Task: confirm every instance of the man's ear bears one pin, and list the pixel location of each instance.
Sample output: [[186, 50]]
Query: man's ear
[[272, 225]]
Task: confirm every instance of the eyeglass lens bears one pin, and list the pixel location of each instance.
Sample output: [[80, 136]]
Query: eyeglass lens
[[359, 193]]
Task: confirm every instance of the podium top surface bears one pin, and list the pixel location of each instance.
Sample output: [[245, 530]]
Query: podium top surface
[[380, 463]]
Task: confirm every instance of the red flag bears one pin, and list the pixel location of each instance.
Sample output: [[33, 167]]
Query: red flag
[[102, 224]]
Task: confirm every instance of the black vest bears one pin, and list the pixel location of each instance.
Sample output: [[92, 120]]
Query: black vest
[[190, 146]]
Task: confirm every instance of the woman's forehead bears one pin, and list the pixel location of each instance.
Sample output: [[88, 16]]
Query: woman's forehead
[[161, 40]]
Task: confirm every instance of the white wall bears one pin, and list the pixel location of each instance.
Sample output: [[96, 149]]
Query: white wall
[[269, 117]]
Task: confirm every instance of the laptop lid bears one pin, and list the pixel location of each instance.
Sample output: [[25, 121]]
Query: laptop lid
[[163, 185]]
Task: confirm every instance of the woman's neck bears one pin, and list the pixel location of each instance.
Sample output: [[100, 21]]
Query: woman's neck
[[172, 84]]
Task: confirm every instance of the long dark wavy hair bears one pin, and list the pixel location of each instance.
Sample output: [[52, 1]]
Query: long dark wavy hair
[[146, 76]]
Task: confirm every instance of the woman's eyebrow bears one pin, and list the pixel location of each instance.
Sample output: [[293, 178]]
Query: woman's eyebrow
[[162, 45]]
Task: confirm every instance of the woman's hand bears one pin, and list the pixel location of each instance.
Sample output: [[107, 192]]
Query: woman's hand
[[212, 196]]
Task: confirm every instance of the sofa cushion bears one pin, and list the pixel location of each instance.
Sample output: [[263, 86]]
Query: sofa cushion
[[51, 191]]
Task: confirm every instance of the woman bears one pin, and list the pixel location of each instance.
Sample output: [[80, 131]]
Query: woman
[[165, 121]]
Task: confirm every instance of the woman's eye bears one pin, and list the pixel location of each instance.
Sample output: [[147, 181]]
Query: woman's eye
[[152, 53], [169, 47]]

REQUEST | Format every line of the data above as a JSON array of strings, one string per line, and leave out any blank lines.

PROBLEM SOLUTION |
[
  "Task: confirm every instance of the man's ear bears one pin, and list the pixel location of each instance.",
  "Sample output: [[186, 50]]",
  "Query: man's ear",
  "[[272, 225]]",
  "Task: confirm every instance of the eyeglass lens bears one pin, and list the pixel location of each instance.",
  "Sample output: [[80, 136]]",
  "Query: eyeglass lens",
  "[[359, 193]]",
  "Task: confirm every instance of the podium top surface bears one pin, and list the pixel location of each instance.",
  "Sample output: [[245, 530]]",
  "Query: podium top surface",
  "[[380, 463]]",
  "Task: confirm every instance of the red flag bears one pin, and list the pixel location of each instance.",
  "Sample output: [[33, 167]]",
  "Query: red flag",
  "[[102, 224]]",
  "Task: confirm every instance of the black vest bears one pin, and list the pixel location of each instance.",
  "Sample output: [[92, 120]]",
  "Query: black vest",
  "[[190, 146]]",
  "Task: confirm every instance of the woman's forehead bears one pin, and list the pixel location of each instance.",
  "Sample output: [[88, 16]]",
  "Query: woman's forehead",
  "[[161, 40]]",
  "Task: confirm every instance of the white wall bears one pin, and list the pixel location of each instance.",
  "Sample output: [[96, 149]]",
  "Query: white wall",
  "[[269, 117]]",
  "Task: confirm every instance of the laptop lid bears one pin, and list the pixel location of each instance.",
  "Sample output: [[25, 121]]",
  "Query: laptop lid",
  "[[163, 185]]",
  "Task: confirm every instance of the woman's neck bears one pin, and list the pixel location of each instance.",
  "Sample output: [[100, 21]]",
  "Query: woman's neck",
  "[[172, 84]]",
  "Task: confirm every instance of the long dark wavy hair bears one pin, and list the pixel location of each instance.",
  "Sample output: [[52, 1]]",
  "Query: long dark wavy hair",
  "[[146, 76]]",
  "Task: confirm every instance of the woman's eyebrow bears one pin, and list the pixel location of each instance.",
  "Sample output: [[293, 178]]",
  "Query: woman's eyebrow",
  "[[162, 45]]",
  "Task: confirm every instance of the woman's hand bears one pin, and list the pixel location of each instance.",
  "Sample output: [[107, 192]]",
  "Query: woman's hand",
  "[[212, 196]]",
  "Task: confirm every instance of the sofa cushion bears one pin, and list the pixel location of each instance.",
  "Sample output: [[263, 86]]",
  "Query: sofa cushion",
  "[[51, 191]]",
  "Task: confirm every instance of the woman bears one pin, and list the pixel location of each instance.",
  "Sample output: [[80, 131]]",
  "Query: woman",
  "[[165, 121]]",
  "Task: confirm every instance of the woman's eye bears one pin, and list the pixel location of each instance.",
  "Sample output: [[147, 181]]",
  "Query: woman's eye",
  "[[152, 53], [169, 47]]"
]